> [Source records]:
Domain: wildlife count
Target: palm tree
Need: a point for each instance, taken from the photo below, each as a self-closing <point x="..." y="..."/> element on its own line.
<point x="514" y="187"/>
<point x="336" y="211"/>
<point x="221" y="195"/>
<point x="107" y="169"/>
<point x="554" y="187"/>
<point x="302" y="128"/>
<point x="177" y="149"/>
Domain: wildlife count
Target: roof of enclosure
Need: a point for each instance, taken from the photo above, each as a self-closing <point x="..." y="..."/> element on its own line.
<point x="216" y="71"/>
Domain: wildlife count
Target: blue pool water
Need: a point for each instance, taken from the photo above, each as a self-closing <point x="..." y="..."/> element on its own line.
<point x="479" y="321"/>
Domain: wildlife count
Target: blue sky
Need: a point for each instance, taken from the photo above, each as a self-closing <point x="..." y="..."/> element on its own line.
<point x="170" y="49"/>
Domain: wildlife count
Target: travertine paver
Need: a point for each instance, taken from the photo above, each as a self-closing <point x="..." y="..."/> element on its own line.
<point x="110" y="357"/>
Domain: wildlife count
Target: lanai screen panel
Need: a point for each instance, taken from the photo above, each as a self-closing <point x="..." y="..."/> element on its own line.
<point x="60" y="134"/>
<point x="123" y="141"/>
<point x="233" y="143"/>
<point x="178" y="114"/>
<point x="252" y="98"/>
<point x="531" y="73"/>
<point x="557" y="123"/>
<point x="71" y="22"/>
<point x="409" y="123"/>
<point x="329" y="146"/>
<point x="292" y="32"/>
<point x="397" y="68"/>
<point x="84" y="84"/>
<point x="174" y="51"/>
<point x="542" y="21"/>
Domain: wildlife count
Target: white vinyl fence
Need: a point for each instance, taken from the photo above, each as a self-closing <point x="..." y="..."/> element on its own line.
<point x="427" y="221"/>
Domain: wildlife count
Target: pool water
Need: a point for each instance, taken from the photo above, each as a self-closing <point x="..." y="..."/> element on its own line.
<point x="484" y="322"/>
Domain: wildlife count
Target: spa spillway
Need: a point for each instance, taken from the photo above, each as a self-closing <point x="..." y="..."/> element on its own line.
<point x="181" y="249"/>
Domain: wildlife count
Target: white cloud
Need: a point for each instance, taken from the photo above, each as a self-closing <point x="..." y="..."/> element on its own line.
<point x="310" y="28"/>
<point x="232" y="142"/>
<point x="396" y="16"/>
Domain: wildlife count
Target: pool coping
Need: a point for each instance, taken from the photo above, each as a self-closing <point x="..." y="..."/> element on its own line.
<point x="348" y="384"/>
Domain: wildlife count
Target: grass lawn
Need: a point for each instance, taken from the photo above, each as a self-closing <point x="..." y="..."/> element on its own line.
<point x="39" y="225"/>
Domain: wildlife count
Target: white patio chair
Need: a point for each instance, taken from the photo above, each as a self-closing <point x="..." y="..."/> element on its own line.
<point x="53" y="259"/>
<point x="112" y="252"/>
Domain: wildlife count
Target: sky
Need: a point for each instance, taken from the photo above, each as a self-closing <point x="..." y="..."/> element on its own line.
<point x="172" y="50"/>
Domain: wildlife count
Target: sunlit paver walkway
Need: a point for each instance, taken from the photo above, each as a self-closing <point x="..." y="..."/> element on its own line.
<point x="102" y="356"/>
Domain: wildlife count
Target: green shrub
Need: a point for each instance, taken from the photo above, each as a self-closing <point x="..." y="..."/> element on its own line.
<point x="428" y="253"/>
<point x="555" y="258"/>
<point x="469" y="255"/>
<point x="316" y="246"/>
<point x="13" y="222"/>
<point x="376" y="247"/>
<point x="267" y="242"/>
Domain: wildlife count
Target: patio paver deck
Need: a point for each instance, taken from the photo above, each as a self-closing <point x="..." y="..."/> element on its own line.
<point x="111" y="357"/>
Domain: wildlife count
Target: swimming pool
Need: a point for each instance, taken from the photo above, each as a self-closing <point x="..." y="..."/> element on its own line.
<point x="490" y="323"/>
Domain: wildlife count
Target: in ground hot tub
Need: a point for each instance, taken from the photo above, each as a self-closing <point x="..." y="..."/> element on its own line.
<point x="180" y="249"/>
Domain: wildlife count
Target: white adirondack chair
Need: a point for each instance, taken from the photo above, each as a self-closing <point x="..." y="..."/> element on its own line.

> [WORK TO COMPLETE]: The records above must be repeated exactly, every one of them.

> [PROBLEM SOLUTION]:
Domain: wildlife count
Target: palm tree
Need: a point for each instance, taken from the photo below, each as a self-closing <point x="..." y="..."/> element on its own line.
<point x="514" y="187"/>
<point x="336" y="211"/>
<point x="221" y="195"/>
<point x="107" y="169"/>
<point x="554" y="187"/>
<point x="302" y="128"/>
<point x="177" y="149"/>
Domain: wildlife count
Target: roof of enclosure
Need: a point for each instance, taken from the photo above, each as a self-closing <point x="..." y="..."/> element on its own line.
<point x="216" y="71"/>
Domain: wildlife count
Target: blue pool water
Need: a point for each instance, taken from the photo above, each as a self-closing <point x="..." y="..."/> element on its own line.
<point x="479" y="321"/>
Domain: wildlife count
Target: blue sky
Need: a point for each instance, taken from the photo above, each as a self-closing <point x="..." y="..."/> element on its own line.
<point x="170" y="49"/>
Domain: wildlife count
Target: travertine paver
Need: a point for each instance, taken from the photo above, each as a self-closing <point x="..." y="..."/> element on its own line.
<point x="110" y="357"/>
Domain: wildlife count
Target: lanai screen panel
Need: a point for each instance, taken from the photo above, each as a self-closing <point x="..." y="..."/> element on its own line.
<point x="60" y="134"/>
<point x="123" y="141"/>
<point x="233" y="143"/>
<point x="178" y="114"/>
<point x="252" y="98"/>
<point x="531" y="73"/>
<point x="557" y="123"/>
<point x="71" y="22"/>
<point x="409" y="123"/>
<point x="329" y="146"/>
<point x="292" y="32"/>
<point x="397" y="68"/>
<point x="84" y="84"/>
<point x="174" y="51"/>
<point x="542" y="21"/>
Domain: wildlife count
Target: white vinyl fence
Need: a point for each instance, taken from the photo above, each as a self-closing <point x="..." y="..."/> element on its own line.
<point x="427" y="221"/>
Domain: wildlife count
Target: pool water
Need: a point for each instance, taken from the photo above, each as a self-closing <point x="..." y="..."/> element on its own line.
<point x="484" y="322"/>
Domain: wildlife count
Target: spa spillway
Need: a point for each instance, taken from the photo above, each as a self-closing <point x="..." y="..."/> element on its own line.
<point x="181" y="249"/>
Domain: wildlife count
Target: white cloud
Need: a point for each instance, taken from the photo above, each as a self-closing <point x="..." y="..."/> element on its own line.
<point x="310" y="28"/>
<point x="232" y="142"/>
<point x="396" y="16"/>
Domain: wildlife count
Target: pool coping
Need: a point for each instance, taken from the photo above, each as a self-closing <point x="..." y="..."/> element on its own line.
<point x="348" y="384"/>
Domain: wildlife count
Target: grass lawn
Need: a point for each instance, taken from the photo above, each as a self-closing <point x="..." y="..."/> element on its own line.
<point x="39" y="225"/>
Domain: wildlife count
Target: white patio chair
Need: a point for each instance, taken from the photo above, each as a self-closing <point x="..." y="..."/> element on its own line.
<point x="53" y="259"/>
<point x="112" y="252"/>
Domain: wildlife count
Target: sky
Need: a point for each instance, taken from the photo above, each as a self-closing <point x="..." y="..."/> element on its own line.
<point x="172" y="50"/>
Domain: wildlife count
Target: sunlit paver walkway
Need: a point for each instance, taken from the photo above, each as a self-closing <point x="..." y="..."/> element on its own line.
<point x="102" y="356"/>
Domain: wildlife count
Target: green shrub
Need: a point for each instance, taken from the photo above, each as a self-closing <point x="..." y="..."/> element on its own line.
<point x="428" y="253"/>
<point x="555" y="258"/>
<point x="469" y="255"/>
<point x="316" y="246"/>
<point x="13" y="222"/>
<point x="376" y="247"/>
<point x="267" y="242"/>
Domain: wildlife count
Target: patio paver deck
Need: a point for each instance, taken from the photo above, each as a self-closing <point x="..." y="..."/> element on its own line.
<point x="111" y="357"/>
Domain: wildlife count
Target: swimming pool
Need: a point for each instance, taken from the photo above, each as a self-closing <point x="..." y="..."/> element on its own line.
<point x="490" y="323"/>
Domain: wildlife count
Target: in ground hot tub
Need: a point for each instance, taken from the photo above, each as a self-closing <point x="..." y="..."/> element on its own line.
<point x="180" y="249"/>
Domain: wildlife count
Target: white adirondack chair
Need: a point for each instance, taken from the photo above, each as a self-closing <point x="..." y="..."/> element on its own line.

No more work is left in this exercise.